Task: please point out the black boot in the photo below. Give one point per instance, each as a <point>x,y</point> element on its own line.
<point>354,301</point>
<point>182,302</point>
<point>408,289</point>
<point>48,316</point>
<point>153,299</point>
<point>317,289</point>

Problem to solve: Convert the items above into a two-column CSV with the headers item_text and answer, giving one row per item. Wrap each field in double quotes and replace any line breaks inside a field with spaces.

Response to this exercise:
item_text,answer
"Task: please point out the black boot in the photo below. Give one point per instance, each as a <point>x,y</point> element on its own line.","<point>354,301</point> <point>182,302</point> <point>408,289</point> <point>48,316</point> <point>153,299</point> <point>317,289</point>"